# Text
•••••

Head of Mari El (acting)
- In office 10 May 2022 – 23 September 2022

Chairman of the Government of Republic of Kalmykia
- In office 14 October 2019 – 10 May 2022
- Governor: Batu Khasikov
- Preceded by: Igor Zotov

Personal details
- Born: Yury Viktorovich Zaitsev 16 December 1970 (age 55) Monino, Moscow Oblast, Soviet Union
- Party: United Russia

= Yury Zaitsev (politician) =

Russian politician (born 1970)

Yury Viktorovich Zaitsev (Юрий Викторович Зайцев; born 16 December 1970) is a Russian politician and statesman, who is currently the acting Head of Mari El since 10 May 2022.

==Biography==

Zaitsev is of Russian descent. He was born on 16 December 1970 in the city of Monino, in Moscow Oblast.

He graduated from the Military Institute of the Ministry of Defense of the USSR with a degree in Foreign Language with the qualification of Interpreter-Referent, Specialist in the Information and Analytical Field.

He has a PhD in economics.

•••••

Natural-language object grounding data:
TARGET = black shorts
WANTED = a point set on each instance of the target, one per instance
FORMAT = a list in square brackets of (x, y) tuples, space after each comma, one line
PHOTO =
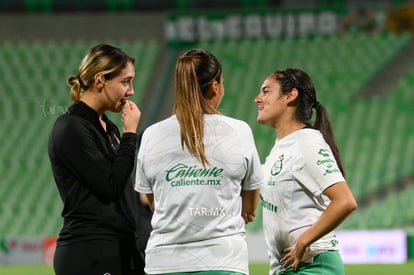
[(100, 257)]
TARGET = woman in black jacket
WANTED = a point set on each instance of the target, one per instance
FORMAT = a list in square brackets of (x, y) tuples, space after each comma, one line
[(92, 164)]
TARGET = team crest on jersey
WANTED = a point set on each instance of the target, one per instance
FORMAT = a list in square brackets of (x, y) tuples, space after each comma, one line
[(277, 166)]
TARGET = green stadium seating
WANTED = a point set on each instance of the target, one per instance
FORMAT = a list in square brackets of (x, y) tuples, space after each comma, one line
[(375, 136)]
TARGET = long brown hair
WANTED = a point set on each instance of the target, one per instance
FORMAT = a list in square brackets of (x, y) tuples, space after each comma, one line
[(306, 102), (195, 72), (103, 58)]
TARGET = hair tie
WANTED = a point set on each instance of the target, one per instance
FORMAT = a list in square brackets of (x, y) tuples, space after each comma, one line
[(83, 86), (211, 81), (316, 105)]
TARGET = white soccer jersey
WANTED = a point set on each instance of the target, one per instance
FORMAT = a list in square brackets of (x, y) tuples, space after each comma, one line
[(197, 223), (298, 169)]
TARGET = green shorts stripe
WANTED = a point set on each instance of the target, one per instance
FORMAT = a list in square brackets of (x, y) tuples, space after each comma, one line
[(327, 263), (212, 272)]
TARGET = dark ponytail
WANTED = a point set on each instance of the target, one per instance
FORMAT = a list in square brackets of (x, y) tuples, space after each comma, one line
[(306, 102)]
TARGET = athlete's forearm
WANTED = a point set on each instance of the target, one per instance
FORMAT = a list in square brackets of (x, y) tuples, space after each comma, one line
[(250, 200)]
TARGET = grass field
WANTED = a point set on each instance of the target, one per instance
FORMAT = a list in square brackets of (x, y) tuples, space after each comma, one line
[(255, 269)]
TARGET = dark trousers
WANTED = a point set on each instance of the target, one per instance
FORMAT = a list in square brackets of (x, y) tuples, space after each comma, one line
[(100, 257)]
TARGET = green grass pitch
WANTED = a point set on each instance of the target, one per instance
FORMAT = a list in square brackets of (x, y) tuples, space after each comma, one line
[(255, 269)]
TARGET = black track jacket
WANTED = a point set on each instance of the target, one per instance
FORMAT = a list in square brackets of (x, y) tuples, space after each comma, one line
[(92, 169)]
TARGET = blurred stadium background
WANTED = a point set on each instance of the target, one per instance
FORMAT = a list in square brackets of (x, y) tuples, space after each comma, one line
[(359, 54)]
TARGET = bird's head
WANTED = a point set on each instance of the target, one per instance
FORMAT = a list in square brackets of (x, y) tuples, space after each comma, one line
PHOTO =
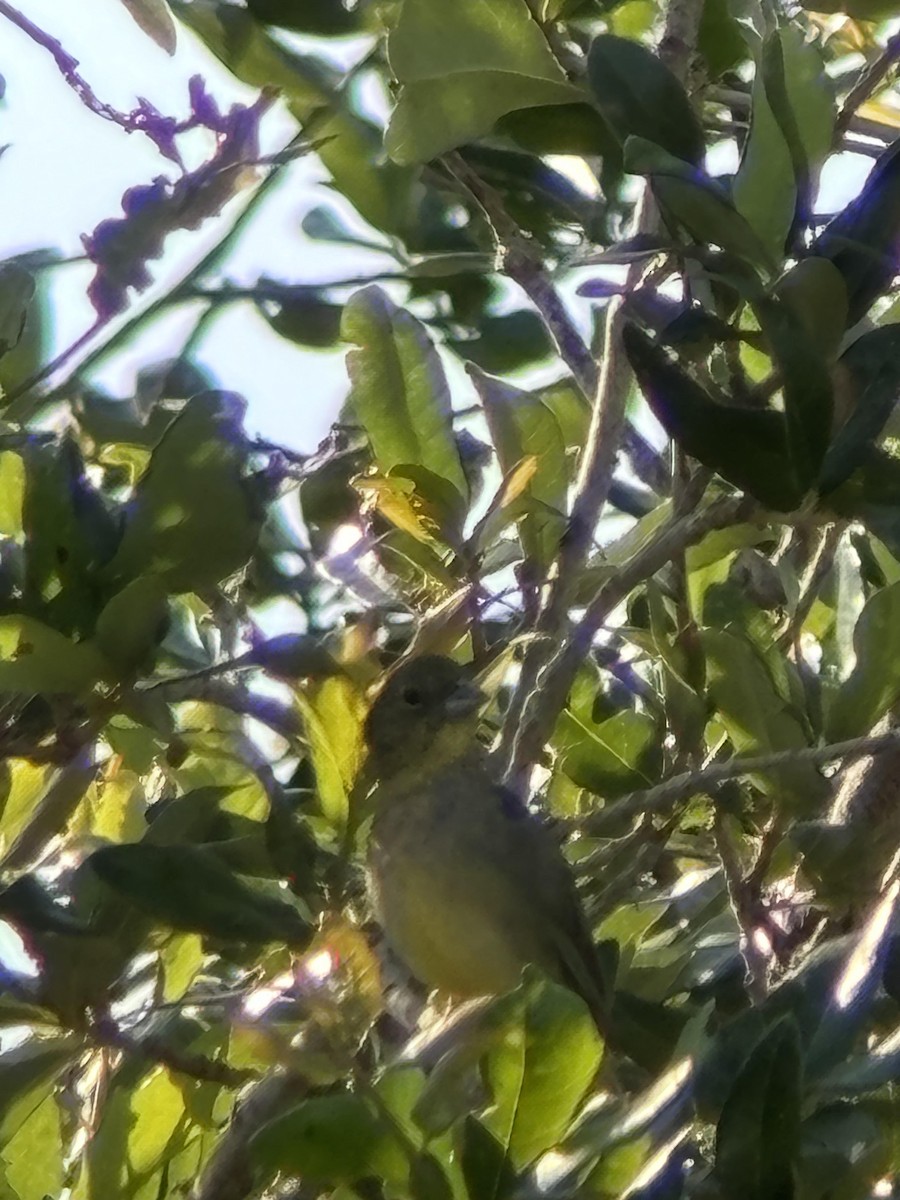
[(424, 717)]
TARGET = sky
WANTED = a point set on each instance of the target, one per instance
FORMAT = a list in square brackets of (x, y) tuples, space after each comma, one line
[(66, 169)]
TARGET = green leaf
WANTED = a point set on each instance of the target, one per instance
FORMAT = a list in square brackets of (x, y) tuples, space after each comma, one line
[(155, 19), (849, 1008), (505, 341), (846, 1151), (745, 445), (27, 1077), (485, 1163), (142, 1125), (861, 10), (540, 1071), (757, 1135), (132, 624), (324, 18), (719, 39), (192, 520), (17, 289), (70, 533), (873, 375), (862, 239), (190, 888), (792, 119), (865, 1072), (33, 346), (334, 711), (815, 292), (756, 715), (639, 95), (399, 390), (34, 1158), (691, 201), (463, 66), (354, 153), (12, 493), (609, 757), (35, 658), (334, 1139), (874, 684), (522, 426), (805, 387)]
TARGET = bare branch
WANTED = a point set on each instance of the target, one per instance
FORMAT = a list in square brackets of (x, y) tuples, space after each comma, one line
[(682, 787), (870, 79)]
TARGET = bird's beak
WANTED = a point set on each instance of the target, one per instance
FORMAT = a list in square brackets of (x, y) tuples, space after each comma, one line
[(466, 699)]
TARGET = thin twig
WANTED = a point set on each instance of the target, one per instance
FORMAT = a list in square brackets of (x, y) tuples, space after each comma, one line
[(682, 787), (744, 904), (156, 1049), (861, 126), (811, 585), (28, 406), (523, 736), (870, 78), (521, 264), (546, 699), (132, 123)]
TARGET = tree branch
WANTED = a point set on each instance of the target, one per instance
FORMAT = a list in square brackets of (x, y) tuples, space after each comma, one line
[(868, 83), (523, 736), (547, 697), (523, 268), (683, 786)]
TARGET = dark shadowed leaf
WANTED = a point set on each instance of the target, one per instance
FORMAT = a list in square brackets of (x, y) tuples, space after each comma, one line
[(747, 447), (399, 390), (791, 125), (35, 658), (689, 199), (339, 1138), (815, 292), (805, 387), (192, 520), (757, 1135), (189, 887), (756, 714), (863, 241), (132, 624), (522, 426), (485, 1163), (639, 95)]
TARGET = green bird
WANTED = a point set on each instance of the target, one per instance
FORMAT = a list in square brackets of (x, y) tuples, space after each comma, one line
[(468, 886)]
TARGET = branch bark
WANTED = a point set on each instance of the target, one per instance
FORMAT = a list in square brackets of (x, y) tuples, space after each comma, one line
[(523, 735), (683, 786)]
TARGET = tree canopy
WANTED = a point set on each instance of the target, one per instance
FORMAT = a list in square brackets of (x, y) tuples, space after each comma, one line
[(619, 429)]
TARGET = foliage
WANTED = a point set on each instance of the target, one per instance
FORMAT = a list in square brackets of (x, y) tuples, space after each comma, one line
[(183, 813)]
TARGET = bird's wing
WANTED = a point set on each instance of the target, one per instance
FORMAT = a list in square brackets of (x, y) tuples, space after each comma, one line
[(547, 881)]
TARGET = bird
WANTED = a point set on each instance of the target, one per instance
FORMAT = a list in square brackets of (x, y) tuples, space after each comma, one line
[(467, 883)]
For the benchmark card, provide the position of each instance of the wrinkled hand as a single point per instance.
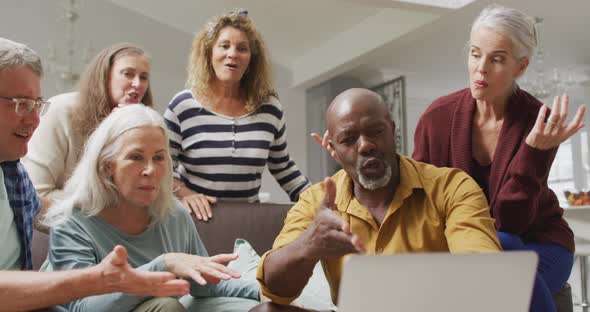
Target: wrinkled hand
(200, 204)
(116, 275)
(329, 236)
(325, 143)
(202, 270)
(550, 134)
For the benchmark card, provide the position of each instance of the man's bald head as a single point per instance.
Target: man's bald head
(355, 99)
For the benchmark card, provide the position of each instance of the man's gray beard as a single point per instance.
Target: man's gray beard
(374, 184)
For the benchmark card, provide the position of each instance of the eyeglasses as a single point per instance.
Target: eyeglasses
(24, 106)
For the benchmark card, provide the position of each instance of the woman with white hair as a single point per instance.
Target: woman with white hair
(506, 140)
(121, 194)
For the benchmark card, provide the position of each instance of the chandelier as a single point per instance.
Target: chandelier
(63, 63)
(537, 81)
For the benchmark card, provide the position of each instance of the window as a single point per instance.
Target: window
(571, 168)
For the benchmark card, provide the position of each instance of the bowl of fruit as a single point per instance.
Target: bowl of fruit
(577, 198)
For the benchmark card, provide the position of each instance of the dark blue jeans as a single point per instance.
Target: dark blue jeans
(555, 266)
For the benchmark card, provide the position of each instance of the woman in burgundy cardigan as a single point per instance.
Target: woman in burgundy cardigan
(502, 137)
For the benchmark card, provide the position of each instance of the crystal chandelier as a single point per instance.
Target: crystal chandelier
(536, 81)
(66, 66)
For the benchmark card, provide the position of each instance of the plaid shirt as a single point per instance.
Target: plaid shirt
(25, 205)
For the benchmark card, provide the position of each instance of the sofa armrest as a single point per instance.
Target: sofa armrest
(257, 223)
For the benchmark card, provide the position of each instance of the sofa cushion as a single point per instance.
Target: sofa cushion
(315, 295)
(257, 223)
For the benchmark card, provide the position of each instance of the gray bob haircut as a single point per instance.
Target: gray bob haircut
(14, 54)
(519, 27)
(90, 188)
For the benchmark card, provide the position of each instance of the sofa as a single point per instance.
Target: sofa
(258, 223)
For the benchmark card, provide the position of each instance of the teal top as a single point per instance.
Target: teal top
(84, 241)
(10, 242)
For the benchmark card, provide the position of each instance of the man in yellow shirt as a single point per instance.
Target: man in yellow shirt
(379, 203)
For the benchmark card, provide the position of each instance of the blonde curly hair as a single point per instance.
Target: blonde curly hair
(256, 84)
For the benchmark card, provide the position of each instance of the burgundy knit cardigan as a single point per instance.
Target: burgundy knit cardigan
(520, 200)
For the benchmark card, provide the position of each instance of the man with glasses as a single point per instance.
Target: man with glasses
(20, 108)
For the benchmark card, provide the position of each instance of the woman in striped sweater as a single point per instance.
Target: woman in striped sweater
(228, 125)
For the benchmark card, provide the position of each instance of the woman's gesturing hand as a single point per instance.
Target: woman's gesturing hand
(202, 270)
(550, 134)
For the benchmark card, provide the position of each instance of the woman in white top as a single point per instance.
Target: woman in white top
(118, 75)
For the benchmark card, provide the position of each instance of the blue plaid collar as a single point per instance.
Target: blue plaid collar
(25, 205)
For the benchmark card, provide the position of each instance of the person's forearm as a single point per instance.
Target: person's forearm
(46, 201)
(23, 291)
(180, 189)
(287, 269)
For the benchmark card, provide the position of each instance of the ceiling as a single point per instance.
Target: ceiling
(379, 39)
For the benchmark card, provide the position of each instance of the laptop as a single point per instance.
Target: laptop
(438, 282)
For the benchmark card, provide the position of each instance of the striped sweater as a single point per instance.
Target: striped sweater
(224, 156)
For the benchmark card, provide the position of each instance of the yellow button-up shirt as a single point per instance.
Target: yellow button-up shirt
(433, 210)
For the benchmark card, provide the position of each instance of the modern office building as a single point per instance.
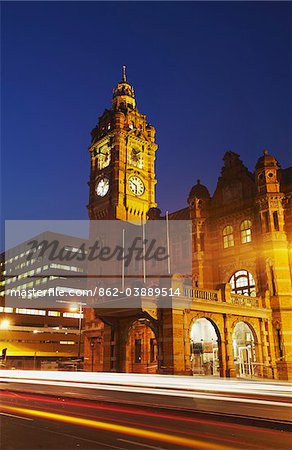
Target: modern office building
(35, 336)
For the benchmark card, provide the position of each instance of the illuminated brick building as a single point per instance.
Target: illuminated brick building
(239, 315)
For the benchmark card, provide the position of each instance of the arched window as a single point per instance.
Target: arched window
(245, 231)
(228, 240)
(242, 282)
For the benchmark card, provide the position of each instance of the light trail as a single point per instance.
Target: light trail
(106, 426)
(90, 405)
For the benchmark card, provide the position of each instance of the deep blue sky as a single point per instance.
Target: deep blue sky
(209, 76)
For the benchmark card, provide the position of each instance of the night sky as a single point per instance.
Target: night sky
(210, 77)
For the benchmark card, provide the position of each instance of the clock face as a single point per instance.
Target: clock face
(102, 186)
(136, 185)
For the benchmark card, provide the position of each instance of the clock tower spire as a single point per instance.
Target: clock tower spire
(122, 153)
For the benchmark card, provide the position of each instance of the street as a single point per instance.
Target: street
(43, 416)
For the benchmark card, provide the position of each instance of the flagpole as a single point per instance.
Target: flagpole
(144, 251)
(167, 243)
(123, 260)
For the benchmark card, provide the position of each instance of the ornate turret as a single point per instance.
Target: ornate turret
(124, 94)
(198, 191)
(266, 173)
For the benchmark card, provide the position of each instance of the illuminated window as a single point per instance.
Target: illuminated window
(54, 313)
(73, 315)
(242, 282)
(245, 230)
(6, 309)
(33, 312)
(276, 221)
(228, 240)
(138, 350)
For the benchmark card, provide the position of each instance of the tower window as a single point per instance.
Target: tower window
(266, 221)
(276, 221)
(138, 350)
(228, 239)
(242, 282)
(245, 230)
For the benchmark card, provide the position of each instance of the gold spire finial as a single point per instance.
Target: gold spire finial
(124, 78)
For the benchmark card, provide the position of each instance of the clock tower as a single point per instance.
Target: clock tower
(122, 153)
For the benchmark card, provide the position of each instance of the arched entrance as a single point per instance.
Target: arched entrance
(244, 350)
(141, 350)
(205, 351)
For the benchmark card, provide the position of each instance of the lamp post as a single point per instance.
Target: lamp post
(76, 306)
(94, 340)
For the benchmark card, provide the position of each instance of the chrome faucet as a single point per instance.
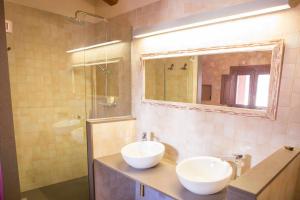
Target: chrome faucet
(144, 136)
(237, 162)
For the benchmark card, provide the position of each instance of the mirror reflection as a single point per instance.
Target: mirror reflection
(239, 79)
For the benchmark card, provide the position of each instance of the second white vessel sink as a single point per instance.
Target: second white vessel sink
(204, 175)
(142, 155)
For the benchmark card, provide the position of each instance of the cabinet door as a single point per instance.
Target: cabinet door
(147, 193)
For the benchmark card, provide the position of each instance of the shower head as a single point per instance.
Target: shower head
(79, 17)
(184, 67)
(171, 67)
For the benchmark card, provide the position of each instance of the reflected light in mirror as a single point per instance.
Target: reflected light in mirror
(262, 95)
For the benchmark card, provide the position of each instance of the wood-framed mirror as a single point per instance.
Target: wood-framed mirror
(240, 79)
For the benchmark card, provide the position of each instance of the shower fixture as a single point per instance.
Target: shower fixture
(184, 67)
(171, 67)
(104, 69)
(79, 14)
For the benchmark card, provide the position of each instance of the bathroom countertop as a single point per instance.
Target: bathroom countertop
(162, 178)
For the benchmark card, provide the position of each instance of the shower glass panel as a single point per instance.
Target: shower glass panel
(55, 87)
(108, 72)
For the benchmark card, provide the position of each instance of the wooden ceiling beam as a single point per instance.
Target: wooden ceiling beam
(111, 2)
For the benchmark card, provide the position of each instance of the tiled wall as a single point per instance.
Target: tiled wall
(214, 66)
(194, 133)
(42, 95)
(48, 91)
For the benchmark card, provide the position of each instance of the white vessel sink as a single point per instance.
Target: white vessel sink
(142, 155)
(204, 175)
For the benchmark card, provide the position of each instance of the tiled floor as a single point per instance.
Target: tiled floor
(76, 189)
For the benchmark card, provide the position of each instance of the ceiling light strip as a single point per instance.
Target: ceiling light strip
(249, 9)
(94, 46)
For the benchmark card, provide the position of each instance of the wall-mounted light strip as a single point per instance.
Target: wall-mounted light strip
(96, 63)
(94, 46)
(249, 9)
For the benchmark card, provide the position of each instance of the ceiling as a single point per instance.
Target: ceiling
(68, 7)
(122, 7)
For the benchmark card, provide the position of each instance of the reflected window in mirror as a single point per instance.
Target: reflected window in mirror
(248, 87)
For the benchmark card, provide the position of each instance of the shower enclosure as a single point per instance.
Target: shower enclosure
(63, 71)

•••••

Continue the biography of Yury Zaitsev from its last sentence.

# Task answer
From February to August 2014, Zaitsev was an adviser, and then the first deputy general director of IDGC JSC of the North Caucasus. Later, he was CEO of the company for five years.

In 2019, he was appointed Chairman of the Government of the Republic of Kalmykia.

On 10 May 2022, Russian President Vladimir Putin appointed Zaitsev as the acting head of Mari El in connection with the resignation of the previous head of the region Alexander Yevstifeyev.

==Personal life==

Zaitsev is married and has a son.

=== Sanctions ===
On February 24, 2023, Zaytsev was sanctioned by the U.S. On April 1, he was added to Ukraine's sanctions list.